*TASK SET*.
A) List every username that appears as a post heading in the kitchen countertop thread.
B) Write what comes next in the kitchen countertop thread, following on from its final sentence.

>> BEGIN PAGE TEXT

If it were my kitchen, & I had to remove the cabinet temporarily for the granite templating & installation, I'd cut off the bottom of that cabinet & rebuild it before reinstalling it & make it the same height as the others. Personal preference of course, but I think it would look better & provide a significant increase in useable countertop space.


----------



## shoot summ (Feb 21, 2014)

Stevedore said:


> If it were my kitchen, & I had to remove the cabinet temporarily for the granite templating & installation, I'd cut off the bottom of that cabinet & rebuild it before reinstalling it & make it the same height as the others. Personal preference of course, but I think it would look better & provide a significant increase in useable countertop space.


I agree, and it wouldn't look straight out of the 70's and 80's.


----------



## allpurpose (Mar 24, 2016)

It probably sounds silly, but before I put granite countertops on the existing counters I'd get up on them and jump up and down on them to be absolutely sure they're not going to collapse to the weight of granite..That stuff is heavy to say the least. I mean that if by chance the existing cabinets do collapse or need replaced at any point you better have about 12 good strong friends and a few kegs of beer to offer them afterwards.. lol I just went through this with the last cabinets I built. It had an existing cabinet with granite sitting out in the garage, but water damage ruined the old cabinets.. We had to go hire a couple homeless guys to help get granite back up there and one of them was drunk.. (I know..terrible strategy, but it was the only option at the time lol)


----------



## velocipede (Jan 15, 2015)

Do you have to rely on contractors to do all of this work, or do you have wood working tools/skills that would let you re-do the existing corner cabinet? My choice would be to remove the cabinets and make sure the counter top framework was strong enough to support granite, then reinstall the cabinets with a remade corner unit that matches the others and does not sit on the counter. Counter space is more valuable than corner cabinet space. Raise it up to free up the counter.


----------



## johnep (Apr 12, 2007)

WE had our particle board worktops covered by Granite Transformations. This a 1/4" skin glued on top of existing worktops. I consists of granite chips in multitude of colours in an acrylic binding coat like cement.
Ours is beige coloured and we are delighted. About 1/3 cost of solid granite.
johnep


----------



## woodnthings (Jan 24, 2009)

allpurpose said:


> It probably sounds silly, but before I put granite countertops on the existing counters *I'd get up on them and jump up and down on them to be absolutely sure they're not going to collapse to the weight of granite*..That stuff is heavy to say the least. I mean that if by chance the existing cabinets do collapse or need replaced at any point you better have about 12 good strong friends and a few kegs of beer to offer them afterwards.. lol I just went through this with the last cabinets I built. It had an existing cabinet with granite sitting out in the garage, but water damage ruined the old cabinets.. We had to go hire a couple homeless guys to help get granite back up there and one of them was drunk.. (I know..terrible strategy, but it was the only option at the time lol)


I would not be jumping up and down on the old cabinets! 
First of all, that's a dynamic load rather than a static load like the granite would be. It's just not the same condition.

>> END PAGE TEXT
>> BEGIN DATASET CONTENT

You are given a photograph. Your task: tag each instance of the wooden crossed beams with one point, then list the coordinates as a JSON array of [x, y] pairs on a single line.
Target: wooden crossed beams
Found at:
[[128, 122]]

>> END DATASET CONTENT

*EXPECTED ANSWERS*.
A)
shoot summ
allpurpose
velocipede
johnep
woodnthings

B)
The granite's weight will be distributed over a wide area supported by the vertical pieces of the original cabinets. HOWEVER, on my install I put 1/2" hardboard over them all for two reasons:
First was to level them out for the flat surface of the granite/quartz I used
Second was to raise them 1/2" so the quartz would fit under the stainless range top, unique to my install.
leveling was important because any variation in flatness will stress the solid surface at a small area possibly causing it to fracture. I have been known to gently stand in my solid surface to reach things up on the top shelves.
Do a temperature and breath-o-lizer check on any strangers you hire to install them .....


----------



## Chris1988 (Apr 26, 2021)

shoot summ said:


> I made that comment based on the way you worded this statement dude.
> 
> "they came to template even with me showing pictures beforehand "
> 
> ...


Sorry for the confusion. I know I'm talking fast and probably smashing it all together so....

So yes the corner cabinet sits on the current countertop that is laminate. I have to remove them before install they wanted a ridiculous amount when I have the ability to do that and no need to pay them to dipose of it when I have a dump right down the road and a trailer. But when I told them I'd pull them out it didnt think about that cabinet because they didnt say anything about it. So yes I will be removing the countertops myself to save money.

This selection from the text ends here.